**Brief**:
In the rows from the line containing "Would you mind placing a dot on the snow-covered ground, one" through the end of the rows, change "spruce tree" to "pine tree" everywhere it appears. Write out those lines again with everything else left as it is.

** START OF Supplied records **

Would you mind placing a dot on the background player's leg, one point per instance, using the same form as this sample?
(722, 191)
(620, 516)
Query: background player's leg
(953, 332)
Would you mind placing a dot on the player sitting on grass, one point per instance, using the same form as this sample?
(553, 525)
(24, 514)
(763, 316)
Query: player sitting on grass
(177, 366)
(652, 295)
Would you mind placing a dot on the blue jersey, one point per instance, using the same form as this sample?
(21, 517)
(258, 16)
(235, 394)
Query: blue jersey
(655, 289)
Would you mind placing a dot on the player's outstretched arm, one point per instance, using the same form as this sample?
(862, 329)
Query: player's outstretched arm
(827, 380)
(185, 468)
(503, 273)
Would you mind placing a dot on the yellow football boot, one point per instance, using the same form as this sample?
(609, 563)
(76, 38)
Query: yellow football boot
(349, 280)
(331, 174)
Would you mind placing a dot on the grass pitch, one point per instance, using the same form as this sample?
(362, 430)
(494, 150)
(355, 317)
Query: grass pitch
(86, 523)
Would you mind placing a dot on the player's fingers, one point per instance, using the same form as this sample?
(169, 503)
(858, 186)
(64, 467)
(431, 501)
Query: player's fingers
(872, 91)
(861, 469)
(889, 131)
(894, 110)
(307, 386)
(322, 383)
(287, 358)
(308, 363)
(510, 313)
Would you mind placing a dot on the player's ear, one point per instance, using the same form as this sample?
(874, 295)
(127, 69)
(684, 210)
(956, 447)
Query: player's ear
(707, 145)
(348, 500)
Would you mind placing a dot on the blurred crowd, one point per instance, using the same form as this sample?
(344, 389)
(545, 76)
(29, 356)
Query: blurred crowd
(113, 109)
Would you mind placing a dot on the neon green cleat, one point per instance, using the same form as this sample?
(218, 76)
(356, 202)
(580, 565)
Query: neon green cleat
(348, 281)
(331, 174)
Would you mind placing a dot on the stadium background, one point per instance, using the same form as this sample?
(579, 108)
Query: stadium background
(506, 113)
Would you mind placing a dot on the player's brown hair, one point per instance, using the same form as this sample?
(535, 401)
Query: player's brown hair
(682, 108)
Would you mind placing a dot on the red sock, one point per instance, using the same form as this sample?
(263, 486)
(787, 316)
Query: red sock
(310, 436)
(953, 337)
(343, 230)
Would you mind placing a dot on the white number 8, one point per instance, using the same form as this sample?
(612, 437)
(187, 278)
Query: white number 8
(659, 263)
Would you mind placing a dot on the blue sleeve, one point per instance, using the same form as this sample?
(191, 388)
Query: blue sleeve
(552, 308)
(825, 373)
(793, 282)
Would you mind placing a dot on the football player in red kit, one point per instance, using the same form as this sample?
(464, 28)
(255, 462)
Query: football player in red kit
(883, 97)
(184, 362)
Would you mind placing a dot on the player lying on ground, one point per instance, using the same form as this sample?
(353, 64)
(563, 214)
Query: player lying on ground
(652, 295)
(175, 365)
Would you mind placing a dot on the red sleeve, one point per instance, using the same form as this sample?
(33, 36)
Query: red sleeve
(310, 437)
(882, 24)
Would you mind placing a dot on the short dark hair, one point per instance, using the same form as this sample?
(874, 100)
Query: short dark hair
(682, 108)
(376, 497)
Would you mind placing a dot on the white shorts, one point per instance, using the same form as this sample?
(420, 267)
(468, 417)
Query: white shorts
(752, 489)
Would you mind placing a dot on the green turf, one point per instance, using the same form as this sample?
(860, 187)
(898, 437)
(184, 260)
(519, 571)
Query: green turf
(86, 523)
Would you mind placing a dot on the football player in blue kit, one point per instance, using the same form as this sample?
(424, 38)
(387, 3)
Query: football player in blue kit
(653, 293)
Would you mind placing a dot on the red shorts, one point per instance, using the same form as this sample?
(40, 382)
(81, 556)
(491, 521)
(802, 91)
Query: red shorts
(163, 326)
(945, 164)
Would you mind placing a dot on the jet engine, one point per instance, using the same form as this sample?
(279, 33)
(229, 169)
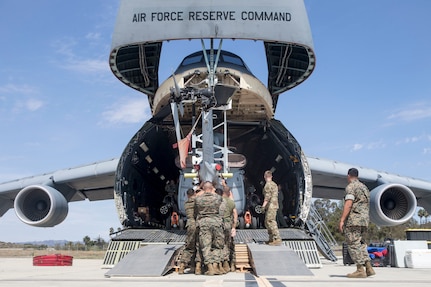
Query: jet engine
(392, 204)
(41, 206)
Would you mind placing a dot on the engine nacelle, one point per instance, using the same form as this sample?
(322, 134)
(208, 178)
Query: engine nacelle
(392, 204)
(41, 206)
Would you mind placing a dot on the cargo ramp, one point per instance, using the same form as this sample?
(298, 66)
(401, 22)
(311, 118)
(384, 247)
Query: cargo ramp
(143, 252)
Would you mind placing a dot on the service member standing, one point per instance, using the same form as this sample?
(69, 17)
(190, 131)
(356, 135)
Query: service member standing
(354, 224)
(211, 236)
(270, 205)
(190, 254)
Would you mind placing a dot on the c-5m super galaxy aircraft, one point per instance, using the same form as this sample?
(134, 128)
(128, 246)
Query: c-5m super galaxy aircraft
(211, 119)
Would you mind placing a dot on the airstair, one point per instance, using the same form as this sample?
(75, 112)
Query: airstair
(321, 234)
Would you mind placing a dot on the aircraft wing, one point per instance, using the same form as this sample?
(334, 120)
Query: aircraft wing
(330, 180)
(93, 182)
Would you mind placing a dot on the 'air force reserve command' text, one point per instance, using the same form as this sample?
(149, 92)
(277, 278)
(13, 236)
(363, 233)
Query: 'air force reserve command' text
(211, 16)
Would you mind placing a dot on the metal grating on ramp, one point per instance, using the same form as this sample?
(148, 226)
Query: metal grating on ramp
(307, 251)
(117, 250)
(280, 260)
(149, 260)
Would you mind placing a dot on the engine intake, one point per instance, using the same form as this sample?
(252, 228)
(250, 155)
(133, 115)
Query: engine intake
(392, 204)
(41, 206)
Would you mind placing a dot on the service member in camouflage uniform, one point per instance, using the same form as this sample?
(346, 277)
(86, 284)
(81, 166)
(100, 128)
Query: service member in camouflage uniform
(270, 205)
(191, 253)
(211, 236)
(354, 224)
(230, 219)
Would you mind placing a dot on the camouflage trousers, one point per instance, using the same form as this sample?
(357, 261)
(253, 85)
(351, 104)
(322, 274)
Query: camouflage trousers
(211, 239)
(271, 224)
(191, 252)
(229, 245)
(355, 239)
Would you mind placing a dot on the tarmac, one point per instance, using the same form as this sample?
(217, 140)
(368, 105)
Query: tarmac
(89, 272)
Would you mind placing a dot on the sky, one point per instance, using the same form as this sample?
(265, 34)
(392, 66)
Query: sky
(368, 101)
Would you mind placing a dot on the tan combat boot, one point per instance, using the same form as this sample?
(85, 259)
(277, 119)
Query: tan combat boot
(217, 269)
(359, 273)
(226, 266)
(232, 267)
(182, 267)
(276, 242)
(210, 269)
(369, 269)
(221, 269)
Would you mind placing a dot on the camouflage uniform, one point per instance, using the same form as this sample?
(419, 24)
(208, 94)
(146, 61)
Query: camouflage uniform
(356, 227)
(270, 193)
(211, 237)
(229, 246)
(191, 246)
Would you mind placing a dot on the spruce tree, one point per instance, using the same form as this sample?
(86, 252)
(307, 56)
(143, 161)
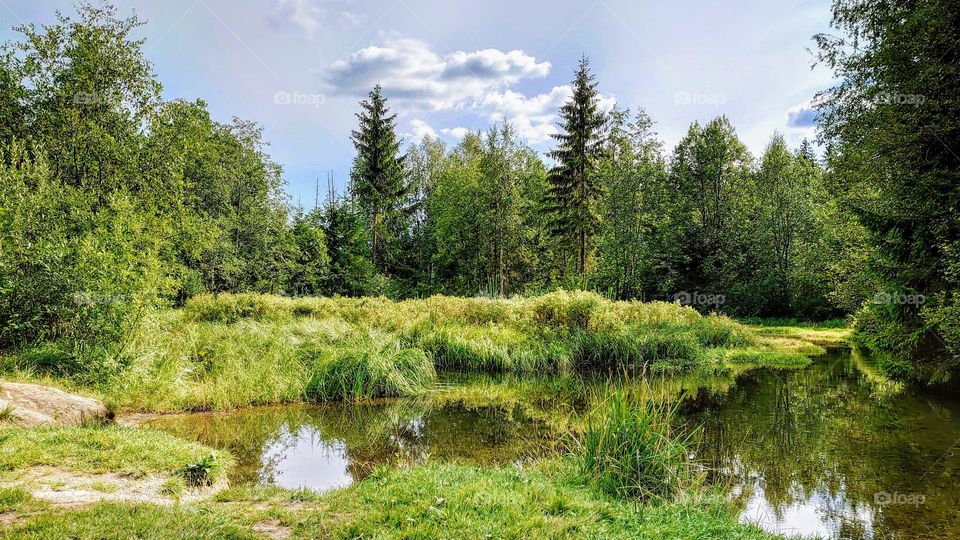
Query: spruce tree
(574, 186)
(378, 180)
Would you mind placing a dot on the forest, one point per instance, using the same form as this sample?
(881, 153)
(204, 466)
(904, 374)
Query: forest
(476, 337)
(114, 201)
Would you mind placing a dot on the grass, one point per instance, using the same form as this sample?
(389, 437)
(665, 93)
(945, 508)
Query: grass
(628, 448)
(225, 351)
(129, 451)
(430, 501)
(12, 498)
(121, 521)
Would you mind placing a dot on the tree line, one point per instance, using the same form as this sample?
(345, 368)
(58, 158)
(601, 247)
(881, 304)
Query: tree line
(113, 200)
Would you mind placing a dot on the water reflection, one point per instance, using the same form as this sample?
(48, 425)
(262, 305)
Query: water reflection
(833, 450)
(331, 445)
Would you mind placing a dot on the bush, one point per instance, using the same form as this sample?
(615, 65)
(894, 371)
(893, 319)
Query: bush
(201, 473)
(76, 268)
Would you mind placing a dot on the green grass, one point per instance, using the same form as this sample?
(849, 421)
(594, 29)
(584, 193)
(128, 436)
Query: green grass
(430, 501)
(226, 351)
(628, 448)
(122, 521)
(456, 501)
(127, 451)
(12, 498)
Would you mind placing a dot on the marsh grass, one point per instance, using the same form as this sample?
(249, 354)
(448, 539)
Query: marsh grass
(230, 350)
(12, 498)
(628, 447)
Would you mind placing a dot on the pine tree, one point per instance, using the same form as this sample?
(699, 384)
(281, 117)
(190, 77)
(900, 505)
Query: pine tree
(574, 189)
(378, 180)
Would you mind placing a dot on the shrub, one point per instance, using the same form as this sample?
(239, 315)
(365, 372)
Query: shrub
(201, 473)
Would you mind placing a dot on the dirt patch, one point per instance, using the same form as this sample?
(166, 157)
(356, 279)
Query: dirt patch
(67, 488)
(32, 405)
(273, 529)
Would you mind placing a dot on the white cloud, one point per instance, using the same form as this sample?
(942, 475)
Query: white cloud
(801, 116)
(458, 132)
(299, 14)
(421, 129)
(417, 77)
(533, 117)
(348, 19)
(414, 77)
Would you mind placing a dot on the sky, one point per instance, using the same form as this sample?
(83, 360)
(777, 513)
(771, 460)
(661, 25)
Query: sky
(299, 67)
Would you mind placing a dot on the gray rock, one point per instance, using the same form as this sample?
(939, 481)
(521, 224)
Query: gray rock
(31, 405)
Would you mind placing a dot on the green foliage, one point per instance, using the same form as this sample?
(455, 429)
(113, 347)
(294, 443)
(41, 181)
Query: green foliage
(117, 521)
(628, 449)
(13, 497)
(103, 449)
(73, 271)
(203, 472)
(892, 123)
(574, 188)
(375, 367)
(377, 178)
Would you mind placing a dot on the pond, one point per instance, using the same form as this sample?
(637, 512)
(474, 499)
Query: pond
(831, 450)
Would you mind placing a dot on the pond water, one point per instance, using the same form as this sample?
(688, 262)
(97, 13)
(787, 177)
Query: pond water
(832, 450)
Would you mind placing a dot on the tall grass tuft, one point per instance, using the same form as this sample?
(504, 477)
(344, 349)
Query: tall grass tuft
(374, 367)
(629, 449)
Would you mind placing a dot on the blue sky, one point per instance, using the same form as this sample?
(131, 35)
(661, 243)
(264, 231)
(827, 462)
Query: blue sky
(298, 67)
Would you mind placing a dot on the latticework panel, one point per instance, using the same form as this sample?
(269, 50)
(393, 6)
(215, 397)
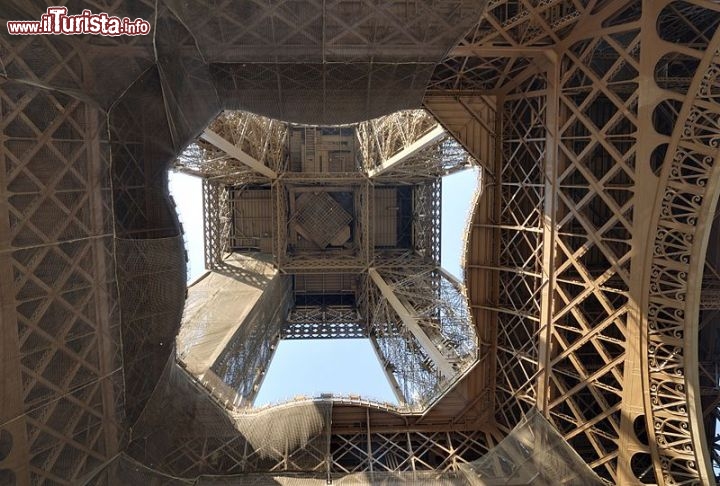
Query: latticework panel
(520, 251)
(217, 222)
(62, 383)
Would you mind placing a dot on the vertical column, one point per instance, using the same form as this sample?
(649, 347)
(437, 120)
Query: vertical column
(547, 302)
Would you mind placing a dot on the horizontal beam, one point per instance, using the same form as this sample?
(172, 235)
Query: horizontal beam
(237, 153)
(410, 321)
(429, 138)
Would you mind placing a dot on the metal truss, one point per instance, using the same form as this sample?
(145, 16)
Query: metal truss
(61, 367)
(427, 200)
(319, 322)
(575, 327)
(419, 330)
(217, 221)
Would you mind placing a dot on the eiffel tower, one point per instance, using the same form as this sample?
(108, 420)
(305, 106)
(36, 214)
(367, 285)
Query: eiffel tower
(581, 346)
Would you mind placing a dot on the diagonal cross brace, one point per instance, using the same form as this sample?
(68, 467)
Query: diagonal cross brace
(429, 138)
(237, 153)
(410, 319)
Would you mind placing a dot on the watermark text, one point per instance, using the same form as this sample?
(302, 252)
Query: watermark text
(56, 21)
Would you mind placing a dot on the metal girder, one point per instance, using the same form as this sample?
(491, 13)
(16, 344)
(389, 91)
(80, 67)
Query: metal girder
(409, 319)
(236, 153)
(426, 140)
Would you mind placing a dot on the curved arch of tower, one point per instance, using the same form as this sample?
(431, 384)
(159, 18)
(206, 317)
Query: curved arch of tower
(582, 346)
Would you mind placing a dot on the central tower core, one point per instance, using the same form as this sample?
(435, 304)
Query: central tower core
(325, 232)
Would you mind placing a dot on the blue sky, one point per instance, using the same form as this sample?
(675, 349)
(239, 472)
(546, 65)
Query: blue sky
(340, 366)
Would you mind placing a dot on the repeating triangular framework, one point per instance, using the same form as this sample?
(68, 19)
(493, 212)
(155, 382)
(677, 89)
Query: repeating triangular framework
(616, 256)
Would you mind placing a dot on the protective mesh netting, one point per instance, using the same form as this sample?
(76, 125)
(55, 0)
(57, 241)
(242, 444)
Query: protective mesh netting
(533, 454)
(231, 324)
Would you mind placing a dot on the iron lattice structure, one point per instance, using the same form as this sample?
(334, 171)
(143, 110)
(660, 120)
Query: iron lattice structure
(589, 266)
(293, 216)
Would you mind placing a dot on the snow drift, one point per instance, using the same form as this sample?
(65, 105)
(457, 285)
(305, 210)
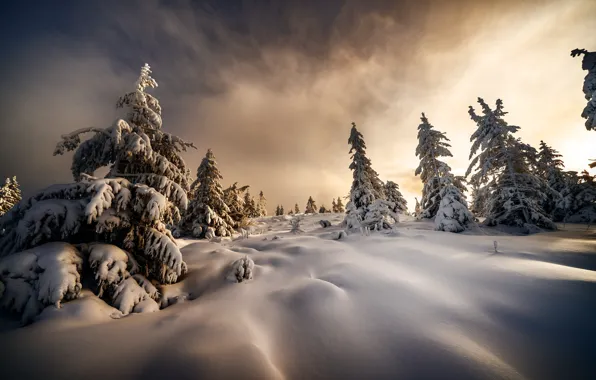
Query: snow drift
(411, 304)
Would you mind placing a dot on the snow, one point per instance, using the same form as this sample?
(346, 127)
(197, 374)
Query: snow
(410, 304)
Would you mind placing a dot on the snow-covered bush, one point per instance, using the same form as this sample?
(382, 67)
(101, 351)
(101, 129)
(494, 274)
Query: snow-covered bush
(379, 216)
(207, 212)
(325, 223)
(10, 195)
(242, 270)
(143, 193)
(40, 277)
(453, 214)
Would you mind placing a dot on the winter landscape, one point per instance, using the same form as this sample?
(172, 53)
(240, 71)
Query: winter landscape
(153, 259)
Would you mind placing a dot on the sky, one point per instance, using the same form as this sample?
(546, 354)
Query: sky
(272, 87)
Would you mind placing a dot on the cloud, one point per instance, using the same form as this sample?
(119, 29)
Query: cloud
(273, 90)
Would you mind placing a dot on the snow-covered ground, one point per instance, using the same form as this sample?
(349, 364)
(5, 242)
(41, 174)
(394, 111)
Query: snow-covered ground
(412, 304)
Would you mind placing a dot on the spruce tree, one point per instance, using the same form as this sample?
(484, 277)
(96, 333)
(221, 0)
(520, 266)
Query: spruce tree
(479, 203)
(577, 203)
(505, 165)
(119, 223)
(207, 209)
(262, 205)
(311, 206)
(589, 89)
(364, 181)
(549, 167)
(417, 209)
(250, 207)
(10, 195)
(453, 214)
(235, 202)
(393, 194)
(432, 145)
(340, 205)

** END OF Supplied records **

**Expected answer**:
Would you mind placing a dot on the snow-covered ground, one point per instance, using the same form as this sample?
(349, 364)
(5, 242)
(41, 174)
(394, 111)
Query: snow-covered ground
(412, 304)
Would you mind placing a dot on the pine tree, one point per instance, using the same form as this sample?
(484, 277)
(96, 333)
(221, 0)
(520, 266)
Query: pine tree
(479, 203)
(577, 203)
(505, 165)
(119, 223)
(207, 209)
(262, 205)
(311, 206)
(589, 89)
(364, 181)
(549, 167)
(417, 209)
(250, 207)
(10, 195)
(453, 214)
(235, 202)
(393, 194)
(432, 145)
(340, 205)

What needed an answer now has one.